**Task requirements**
Scan the records for lines holding "below". Say how many there are and give nothing else.

**Extracted material**
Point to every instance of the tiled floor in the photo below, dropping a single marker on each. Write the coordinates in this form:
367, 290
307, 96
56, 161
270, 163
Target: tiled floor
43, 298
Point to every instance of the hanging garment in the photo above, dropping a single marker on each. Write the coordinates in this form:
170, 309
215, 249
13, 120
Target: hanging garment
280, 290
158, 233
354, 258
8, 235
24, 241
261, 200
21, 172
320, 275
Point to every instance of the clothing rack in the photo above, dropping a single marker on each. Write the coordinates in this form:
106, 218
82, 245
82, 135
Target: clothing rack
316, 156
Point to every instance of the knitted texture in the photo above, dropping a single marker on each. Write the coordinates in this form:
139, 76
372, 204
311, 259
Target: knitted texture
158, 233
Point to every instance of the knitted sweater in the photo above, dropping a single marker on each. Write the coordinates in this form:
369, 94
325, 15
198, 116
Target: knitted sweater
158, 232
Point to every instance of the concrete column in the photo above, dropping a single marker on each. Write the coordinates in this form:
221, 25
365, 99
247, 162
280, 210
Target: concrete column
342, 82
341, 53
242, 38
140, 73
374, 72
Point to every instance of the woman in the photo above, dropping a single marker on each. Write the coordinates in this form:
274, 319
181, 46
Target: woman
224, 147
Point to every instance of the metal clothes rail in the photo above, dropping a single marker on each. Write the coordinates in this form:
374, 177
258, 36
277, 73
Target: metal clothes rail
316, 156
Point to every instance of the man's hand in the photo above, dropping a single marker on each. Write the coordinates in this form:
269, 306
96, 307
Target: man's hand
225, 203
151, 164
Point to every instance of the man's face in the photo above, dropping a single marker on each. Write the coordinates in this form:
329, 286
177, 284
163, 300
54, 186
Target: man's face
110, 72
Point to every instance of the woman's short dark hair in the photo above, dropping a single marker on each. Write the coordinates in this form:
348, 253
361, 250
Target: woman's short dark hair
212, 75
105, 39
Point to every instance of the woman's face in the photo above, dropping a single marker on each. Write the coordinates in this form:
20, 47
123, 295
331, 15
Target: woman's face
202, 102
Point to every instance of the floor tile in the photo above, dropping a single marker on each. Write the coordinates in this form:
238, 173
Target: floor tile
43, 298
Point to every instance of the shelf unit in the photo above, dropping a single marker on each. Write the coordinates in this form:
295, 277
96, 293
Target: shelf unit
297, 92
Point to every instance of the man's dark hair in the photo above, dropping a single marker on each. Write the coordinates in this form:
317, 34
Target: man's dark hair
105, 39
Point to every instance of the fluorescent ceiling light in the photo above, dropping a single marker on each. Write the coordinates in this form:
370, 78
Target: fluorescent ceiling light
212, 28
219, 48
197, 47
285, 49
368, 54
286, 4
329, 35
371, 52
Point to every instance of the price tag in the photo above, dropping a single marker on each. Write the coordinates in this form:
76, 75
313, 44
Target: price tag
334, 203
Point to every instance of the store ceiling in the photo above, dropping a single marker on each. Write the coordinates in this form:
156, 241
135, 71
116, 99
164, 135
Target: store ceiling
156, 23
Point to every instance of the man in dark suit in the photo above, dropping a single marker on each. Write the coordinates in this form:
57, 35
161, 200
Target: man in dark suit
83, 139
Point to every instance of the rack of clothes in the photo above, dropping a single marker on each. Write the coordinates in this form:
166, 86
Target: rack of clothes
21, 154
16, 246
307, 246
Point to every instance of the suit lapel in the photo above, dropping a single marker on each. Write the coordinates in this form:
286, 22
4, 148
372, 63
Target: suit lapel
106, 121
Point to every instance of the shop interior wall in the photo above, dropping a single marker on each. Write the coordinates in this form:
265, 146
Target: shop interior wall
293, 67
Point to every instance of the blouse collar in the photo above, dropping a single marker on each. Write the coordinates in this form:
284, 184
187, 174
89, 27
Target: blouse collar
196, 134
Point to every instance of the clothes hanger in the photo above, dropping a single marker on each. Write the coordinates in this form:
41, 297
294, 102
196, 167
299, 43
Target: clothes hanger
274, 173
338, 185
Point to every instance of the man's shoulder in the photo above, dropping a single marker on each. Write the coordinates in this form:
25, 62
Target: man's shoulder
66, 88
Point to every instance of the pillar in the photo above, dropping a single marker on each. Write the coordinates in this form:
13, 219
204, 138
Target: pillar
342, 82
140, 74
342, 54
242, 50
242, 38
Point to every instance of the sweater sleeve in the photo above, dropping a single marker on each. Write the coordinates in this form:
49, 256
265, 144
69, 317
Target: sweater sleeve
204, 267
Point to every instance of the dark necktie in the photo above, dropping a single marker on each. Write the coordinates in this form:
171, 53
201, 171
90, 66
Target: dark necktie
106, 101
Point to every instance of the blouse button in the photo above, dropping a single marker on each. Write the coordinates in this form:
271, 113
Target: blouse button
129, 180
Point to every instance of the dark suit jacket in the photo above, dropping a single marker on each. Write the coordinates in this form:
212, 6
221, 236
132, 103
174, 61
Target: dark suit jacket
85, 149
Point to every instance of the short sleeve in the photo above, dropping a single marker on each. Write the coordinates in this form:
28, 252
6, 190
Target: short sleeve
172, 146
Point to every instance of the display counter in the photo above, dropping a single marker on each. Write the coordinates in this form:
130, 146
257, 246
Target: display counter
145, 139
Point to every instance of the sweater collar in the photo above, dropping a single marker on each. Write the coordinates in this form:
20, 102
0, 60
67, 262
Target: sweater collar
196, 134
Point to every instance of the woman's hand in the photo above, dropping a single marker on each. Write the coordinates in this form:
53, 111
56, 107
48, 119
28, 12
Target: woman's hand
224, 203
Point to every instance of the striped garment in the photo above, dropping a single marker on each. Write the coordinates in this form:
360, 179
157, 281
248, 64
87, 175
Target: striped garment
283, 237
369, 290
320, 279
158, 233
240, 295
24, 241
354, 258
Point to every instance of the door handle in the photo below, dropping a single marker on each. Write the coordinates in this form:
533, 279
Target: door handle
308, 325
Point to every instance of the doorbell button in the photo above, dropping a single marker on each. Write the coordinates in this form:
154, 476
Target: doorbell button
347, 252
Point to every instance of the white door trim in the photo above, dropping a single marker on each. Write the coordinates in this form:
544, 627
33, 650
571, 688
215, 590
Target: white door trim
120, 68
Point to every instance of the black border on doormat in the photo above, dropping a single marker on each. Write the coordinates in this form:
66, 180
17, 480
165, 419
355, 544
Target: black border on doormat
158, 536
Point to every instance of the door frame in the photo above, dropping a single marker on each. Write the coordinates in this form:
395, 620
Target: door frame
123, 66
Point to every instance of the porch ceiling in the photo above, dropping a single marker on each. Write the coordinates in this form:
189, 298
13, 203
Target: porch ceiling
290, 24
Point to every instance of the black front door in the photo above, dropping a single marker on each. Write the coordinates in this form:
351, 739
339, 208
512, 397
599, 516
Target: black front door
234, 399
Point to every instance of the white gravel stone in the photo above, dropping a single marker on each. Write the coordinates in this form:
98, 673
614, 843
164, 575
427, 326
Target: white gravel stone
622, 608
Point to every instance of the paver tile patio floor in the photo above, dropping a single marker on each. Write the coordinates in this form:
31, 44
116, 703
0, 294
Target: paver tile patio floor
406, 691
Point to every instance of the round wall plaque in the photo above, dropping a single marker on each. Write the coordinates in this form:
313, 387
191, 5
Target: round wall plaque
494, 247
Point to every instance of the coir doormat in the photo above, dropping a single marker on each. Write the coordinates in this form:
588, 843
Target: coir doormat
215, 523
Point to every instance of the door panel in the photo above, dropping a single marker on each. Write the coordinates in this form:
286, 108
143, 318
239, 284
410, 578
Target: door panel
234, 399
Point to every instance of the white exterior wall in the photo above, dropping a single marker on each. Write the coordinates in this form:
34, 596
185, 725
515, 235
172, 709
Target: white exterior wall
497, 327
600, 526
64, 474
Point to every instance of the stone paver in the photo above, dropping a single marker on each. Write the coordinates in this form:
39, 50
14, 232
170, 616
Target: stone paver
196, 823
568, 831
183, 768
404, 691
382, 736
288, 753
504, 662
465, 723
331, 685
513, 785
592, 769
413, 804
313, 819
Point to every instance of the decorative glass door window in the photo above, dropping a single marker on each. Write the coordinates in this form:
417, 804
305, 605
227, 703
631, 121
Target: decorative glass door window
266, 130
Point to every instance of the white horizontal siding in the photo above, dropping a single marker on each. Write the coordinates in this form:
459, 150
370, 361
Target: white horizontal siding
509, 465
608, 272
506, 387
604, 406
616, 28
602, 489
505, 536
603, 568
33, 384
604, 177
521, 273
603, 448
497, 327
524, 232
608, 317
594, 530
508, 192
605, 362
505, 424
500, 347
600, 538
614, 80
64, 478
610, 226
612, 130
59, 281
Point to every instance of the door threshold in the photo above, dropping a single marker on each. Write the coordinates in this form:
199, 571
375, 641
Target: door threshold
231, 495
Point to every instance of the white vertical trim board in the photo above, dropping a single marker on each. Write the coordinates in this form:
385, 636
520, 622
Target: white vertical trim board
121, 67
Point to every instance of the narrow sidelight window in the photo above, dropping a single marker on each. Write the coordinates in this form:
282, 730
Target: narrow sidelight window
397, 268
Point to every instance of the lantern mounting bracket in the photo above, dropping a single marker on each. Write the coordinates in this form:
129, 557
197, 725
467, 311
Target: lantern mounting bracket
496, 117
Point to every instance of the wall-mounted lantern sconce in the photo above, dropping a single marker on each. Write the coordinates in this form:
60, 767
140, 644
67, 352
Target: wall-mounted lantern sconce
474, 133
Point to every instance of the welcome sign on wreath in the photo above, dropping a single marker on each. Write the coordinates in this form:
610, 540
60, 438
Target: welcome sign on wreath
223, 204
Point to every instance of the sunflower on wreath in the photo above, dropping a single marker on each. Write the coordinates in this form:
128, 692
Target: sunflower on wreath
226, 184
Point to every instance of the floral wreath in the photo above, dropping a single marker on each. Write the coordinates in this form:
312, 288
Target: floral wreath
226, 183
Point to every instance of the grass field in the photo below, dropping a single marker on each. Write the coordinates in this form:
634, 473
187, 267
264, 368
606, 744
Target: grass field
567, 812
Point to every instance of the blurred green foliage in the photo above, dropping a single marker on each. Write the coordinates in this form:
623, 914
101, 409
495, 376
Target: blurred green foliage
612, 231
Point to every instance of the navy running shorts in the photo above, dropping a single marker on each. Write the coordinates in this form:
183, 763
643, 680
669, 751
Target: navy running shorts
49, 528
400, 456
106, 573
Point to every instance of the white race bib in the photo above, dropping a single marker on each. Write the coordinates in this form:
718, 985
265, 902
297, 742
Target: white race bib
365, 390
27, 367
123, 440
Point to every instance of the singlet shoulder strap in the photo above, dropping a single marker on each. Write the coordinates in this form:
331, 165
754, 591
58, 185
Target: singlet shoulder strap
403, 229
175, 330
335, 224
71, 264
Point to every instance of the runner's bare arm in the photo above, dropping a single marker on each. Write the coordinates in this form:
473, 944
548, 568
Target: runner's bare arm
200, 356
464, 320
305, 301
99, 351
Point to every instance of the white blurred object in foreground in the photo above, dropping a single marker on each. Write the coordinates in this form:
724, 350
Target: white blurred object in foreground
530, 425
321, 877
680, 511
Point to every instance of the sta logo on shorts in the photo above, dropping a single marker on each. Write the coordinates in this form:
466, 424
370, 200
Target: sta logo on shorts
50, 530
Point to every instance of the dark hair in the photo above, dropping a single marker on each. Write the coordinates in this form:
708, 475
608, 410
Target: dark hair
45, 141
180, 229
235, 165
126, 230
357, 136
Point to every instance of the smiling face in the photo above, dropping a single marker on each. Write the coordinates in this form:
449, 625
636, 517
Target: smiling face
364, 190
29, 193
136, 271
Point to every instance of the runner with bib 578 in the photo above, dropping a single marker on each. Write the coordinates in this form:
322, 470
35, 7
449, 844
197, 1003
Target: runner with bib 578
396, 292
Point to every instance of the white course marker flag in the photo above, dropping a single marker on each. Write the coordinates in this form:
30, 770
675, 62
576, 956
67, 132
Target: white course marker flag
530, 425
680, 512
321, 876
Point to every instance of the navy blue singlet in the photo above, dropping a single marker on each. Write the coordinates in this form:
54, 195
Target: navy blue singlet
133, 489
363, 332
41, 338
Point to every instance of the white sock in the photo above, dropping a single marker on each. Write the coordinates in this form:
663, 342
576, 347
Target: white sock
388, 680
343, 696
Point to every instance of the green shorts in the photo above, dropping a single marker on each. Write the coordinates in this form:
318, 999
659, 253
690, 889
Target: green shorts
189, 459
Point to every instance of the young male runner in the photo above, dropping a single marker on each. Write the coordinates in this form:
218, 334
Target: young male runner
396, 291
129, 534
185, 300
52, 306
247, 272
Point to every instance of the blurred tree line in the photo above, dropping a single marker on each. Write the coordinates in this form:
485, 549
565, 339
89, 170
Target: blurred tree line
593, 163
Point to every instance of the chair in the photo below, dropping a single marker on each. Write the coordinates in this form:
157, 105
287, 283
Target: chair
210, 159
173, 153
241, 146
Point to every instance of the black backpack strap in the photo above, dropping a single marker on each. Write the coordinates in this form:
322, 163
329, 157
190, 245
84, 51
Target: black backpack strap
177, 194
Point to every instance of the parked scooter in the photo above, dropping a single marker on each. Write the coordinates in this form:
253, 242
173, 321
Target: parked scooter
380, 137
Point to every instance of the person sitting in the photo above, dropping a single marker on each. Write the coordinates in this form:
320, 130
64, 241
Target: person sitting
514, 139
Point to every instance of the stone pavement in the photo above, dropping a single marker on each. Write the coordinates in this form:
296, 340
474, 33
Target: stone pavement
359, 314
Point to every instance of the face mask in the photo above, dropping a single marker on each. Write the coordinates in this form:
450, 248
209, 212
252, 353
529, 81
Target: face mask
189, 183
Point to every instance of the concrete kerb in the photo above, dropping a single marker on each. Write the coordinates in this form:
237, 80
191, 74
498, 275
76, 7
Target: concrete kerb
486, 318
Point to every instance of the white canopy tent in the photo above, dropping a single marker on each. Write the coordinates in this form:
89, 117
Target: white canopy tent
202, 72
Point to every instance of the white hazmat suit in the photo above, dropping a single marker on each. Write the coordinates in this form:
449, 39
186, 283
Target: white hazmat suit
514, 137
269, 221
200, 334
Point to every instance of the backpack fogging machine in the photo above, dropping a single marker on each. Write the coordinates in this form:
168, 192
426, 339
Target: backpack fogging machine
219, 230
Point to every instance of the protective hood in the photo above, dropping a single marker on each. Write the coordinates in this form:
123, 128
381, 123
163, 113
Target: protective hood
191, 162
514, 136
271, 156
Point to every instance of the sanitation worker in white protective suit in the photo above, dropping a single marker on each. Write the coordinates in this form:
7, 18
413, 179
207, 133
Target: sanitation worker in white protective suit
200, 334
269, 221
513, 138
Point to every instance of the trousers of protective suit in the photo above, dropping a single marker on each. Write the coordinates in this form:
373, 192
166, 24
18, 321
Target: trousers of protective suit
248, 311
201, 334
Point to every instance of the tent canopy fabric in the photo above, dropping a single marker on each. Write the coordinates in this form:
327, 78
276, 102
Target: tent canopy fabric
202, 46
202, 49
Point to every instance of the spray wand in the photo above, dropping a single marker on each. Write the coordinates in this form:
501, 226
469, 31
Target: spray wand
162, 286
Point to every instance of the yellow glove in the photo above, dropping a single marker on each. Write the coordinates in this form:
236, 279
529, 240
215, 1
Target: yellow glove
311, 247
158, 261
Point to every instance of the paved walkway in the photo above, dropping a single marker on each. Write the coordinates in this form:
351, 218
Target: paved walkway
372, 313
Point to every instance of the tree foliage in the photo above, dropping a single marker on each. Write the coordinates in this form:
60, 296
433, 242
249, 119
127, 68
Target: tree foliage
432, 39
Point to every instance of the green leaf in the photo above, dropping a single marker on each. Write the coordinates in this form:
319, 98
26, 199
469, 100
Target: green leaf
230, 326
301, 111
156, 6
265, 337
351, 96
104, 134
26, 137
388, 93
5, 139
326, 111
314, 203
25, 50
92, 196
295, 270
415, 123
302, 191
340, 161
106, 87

**Task response**
4